§ Goal
Recast the lines in the entries below, from the line with "of the curled" up to and including the line with "pixel 327 271", as a Markdown table with the columns Row and Text. Number each row, leave out blank lines, and include no other lines.

§ Records

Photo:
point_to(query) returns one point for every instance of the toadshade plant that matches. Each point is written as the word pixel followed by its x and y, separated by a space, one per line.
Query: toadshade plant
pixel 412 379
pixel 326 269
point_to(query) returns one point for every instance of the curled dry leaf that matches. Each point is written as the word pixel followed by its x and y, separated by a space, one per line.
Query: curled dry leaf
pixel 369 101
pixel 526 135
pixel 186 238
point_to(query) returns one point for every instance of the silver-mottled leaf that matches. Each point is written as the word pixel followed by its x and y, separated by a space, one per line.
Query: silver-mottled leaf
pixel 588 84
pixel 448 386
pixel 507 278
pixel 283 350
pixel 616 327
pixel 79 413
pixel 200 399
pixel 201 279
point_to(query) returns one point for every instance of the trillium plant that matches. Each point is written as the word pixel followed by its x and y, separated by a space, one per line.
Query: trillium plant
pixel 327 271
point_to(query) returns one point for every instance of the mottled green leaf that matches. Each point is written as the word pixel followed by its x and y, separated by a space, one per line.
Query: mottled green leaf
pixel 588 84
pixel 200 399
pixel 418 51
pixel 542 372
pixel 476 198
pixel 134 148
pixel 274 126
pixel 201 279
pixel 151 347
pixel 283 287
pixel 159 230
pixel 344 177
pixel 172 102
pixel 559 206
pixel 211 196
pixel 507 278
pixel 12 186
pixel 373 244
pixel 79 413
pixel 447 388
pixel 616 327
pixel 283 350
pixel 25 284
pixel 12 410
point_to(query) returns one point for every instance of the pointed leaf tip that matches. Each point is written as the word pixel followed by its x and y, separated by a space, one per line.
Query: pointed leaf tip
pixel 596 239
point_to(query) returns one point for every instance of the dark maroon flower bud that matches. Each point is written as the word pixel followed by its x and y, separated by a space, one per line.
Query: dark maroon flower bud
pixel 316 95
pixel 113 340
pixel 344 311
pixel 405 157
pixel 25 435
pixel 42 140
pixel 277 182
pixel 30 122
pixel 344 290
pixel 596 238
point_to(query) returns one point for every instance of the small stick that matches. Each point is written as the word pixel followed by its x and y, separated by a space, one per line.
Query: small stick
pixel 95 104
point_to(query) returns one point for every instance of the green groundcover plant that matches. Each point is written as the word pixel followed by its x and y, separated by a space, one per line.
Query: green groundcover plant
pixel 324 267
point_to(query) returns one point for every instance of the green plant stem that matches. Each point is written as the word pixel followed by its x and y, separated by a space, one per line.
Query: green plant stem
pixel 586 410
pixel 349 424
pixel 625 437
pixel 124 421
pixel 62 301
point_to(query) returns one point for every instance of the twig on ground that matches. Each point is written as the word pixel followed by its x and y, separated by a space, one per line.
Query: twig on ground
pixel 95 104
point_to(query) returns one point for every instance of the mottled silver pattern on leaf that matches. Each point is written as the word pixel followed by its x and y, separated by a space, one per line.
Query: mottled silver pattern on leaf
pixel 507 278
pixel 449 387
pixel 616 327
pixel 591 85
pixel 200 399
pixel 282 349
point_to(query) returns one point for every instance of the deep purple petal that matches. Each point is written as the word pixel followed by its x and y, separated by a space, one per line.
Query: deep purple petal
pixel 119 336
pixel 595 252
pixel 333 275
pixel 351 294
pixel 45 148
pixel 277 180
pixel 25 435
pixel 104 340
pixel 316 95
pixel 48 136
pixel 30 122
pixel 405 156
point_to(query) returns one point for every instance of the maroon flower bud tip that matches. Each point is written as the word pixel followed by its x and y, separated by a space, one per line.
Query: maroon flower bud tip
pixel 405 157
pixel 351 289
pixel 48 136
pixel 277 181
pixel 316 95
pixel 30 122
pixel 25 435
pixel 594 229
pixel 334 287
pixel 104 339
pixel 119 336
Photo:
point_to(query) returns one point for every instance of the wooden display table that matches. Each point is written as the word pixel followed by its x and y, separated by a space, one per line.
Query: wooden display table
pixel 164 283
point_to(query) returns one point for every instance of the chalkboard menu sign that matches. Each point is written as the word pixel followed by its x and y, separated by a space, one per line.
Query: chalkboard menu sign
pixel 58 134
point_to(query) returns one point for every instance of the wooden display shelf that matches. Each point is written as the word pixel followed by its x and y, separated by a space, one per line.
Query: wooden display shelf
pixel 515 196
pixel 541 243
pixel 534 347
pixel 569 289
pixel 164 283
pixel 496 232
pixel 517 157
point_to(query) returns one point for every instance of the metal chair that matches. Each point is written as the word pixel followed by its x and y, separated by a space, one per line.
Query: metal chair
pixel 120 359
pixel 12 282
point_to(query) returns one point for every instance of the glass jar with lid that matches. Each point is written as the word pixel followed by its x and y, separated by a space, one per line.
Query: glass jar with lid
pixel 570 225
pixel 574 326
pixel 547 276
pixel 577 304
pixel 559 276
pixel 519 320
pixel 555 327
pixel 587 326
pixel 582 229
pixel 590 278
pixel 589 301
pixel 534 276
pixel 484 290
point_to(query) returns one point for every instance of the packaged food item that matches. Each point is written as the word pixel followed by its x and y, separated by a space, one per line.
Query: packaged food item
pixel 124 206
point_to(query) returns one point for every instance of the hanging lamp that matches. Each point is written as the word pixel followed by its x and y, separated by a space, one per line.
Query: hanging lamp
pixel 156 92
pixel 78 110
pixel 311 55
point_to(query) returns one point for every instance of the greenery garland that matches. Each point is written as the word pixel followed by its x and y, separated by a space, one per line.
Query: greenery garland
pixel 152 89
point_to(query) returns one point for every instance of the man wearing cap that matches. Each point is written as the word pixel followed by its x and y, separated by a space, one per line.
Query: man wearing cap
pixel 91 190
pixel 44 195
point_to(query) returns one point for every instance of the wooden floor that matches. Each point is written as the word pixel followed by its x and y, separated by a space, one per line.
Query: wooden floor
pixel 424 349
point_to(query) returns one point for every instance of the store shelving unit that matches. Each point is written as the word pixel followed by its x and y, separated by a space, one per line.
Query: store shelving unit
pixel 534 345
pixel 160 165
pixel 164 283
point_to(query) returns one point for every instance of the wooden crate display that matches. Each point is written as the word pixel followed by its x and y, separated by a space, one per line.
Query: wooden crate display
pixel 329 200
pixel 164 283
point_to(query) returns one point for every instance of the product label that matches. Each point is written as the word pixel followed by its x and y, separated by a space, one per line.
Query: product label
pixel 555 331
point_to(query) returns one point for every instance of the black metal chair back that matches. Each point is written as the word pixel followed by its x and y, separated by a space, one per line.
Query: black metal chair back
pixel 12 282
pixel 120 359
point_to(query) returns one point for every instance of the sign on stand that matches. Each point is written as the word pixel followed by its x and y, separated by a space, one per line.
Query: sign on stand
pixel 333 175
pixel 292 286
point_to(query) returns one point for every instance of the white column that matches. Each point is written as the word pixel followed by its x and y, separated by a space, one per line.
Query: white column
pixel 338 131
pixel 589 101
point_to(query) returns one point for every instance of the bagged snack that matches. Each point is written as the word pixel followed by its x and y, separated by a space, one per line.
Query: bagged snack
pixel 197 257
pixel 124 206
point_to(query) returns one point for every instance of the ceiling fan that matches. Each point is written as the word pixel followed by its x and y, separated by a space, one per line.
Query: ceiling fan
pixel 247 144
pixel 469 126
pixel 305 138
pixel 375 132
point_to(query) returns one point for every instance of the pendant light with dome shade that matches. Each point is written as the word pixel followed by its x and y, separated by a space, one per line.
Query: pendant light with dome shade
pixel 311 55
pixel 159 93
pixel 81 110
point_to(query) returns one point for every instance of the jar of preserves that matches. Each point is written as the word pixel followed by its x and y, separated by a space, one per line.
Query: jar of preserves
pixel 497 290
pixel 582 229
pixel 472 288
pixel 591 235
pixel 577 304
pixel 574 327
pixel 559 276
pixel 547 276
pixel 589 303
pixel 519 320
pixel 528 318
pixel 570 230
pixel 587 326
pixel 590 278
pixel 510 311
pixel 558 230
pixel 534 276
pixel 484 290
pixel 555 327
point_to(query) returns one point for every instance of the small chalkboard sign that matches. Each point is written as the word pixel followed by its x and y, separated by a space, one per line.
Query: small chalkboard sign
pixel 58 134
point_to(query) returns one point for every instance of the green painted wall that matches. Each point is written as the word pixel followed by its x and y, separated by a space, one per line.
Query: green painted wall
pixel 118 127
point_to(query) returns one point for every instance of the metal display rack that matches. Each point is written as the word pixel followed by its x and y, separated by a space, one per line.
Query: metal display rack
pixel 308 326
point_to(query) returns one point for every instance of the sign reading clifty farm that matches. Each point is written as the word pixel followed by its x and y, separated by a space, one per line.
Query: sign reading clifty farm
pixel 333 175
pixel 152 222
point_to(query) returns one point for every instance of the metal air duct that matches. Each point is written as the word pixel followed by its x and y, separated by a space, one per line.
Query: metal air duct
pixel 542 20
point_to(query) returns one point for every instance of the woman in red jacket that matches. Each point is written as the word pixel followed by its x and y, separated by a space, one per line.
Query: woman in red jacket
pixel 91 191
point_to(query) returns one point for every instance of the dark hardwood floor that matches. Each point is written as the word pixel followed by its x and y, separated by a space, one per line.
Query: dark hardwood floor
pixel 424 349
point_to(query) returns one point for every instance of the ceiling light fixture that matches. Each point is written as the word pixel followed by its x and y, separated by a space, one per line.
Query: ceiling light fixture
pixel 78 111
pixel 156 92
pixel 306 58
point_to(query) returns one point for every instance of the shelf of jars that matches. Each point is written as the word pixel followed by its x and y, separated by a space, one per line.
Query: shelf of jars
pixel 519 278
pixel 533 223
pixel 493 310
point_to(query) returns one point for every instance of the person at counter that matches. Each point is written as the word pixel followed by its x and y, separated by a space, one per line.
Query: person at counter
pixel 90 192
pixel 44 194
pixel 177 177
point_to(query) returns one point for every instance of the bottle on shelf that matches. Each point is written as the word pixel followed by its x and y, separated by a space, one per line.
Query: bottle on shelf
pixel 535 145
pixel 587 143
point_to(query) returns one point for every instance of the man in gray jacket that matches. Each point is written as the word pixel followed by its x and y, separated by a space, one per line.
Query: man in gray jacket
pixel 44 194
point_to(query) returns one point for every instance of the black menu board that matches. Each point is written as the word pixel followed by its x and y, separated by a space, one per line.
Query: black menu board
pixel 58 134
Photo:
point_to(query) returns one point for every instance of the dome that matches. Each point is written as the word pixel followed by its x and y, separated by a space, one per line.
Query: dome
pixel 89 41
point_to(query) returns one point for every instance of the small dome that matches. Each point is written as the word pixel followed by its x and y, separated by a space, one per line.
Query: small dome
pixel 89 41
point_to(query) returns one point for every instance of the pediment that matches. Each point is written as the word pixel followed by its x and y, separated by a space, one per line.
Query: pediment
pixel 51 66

§ Exercise result
| Row | Text |
|---|---|
| 1 | point_to(query) returns one point for every instance of the curled dry leaf that matches. Each point is written as the word pixel followed by its x and y, separated by a space, one per line. |
| 2 | Query: curled dry leaf |
| 3 | pixel 369 101 |
| 4 | pixel 526 135 |
| 5 | pixel 186 238 |
| 6 | point_to(query) returns one point for every instance of the silver-mottled leaf that matches. Each point is written as the word pixel followed by its x and y, separated by a space, one per line. |
| 7 | Query: silver-mottled leaf |
| 8 | pixel 588 84 |
| 9 | pixel 448 386 |
| 10 | pixel 507 278 |
| 11 | pixel 283 350 |
| 12 | pixel 616 327 |
| 13 | pixel 79 413 |
| 14 | pixel 200 399 |
| 15 | pixel 201 279 |
| 16 | point_to(query) returns one point for every instance of the trillium plant that matches. Each point is written as the word pixel followed by its x and y, separated by a space, one per line. |
| 17 | Query: trillium plant |
| 18 | pixel 327 271 |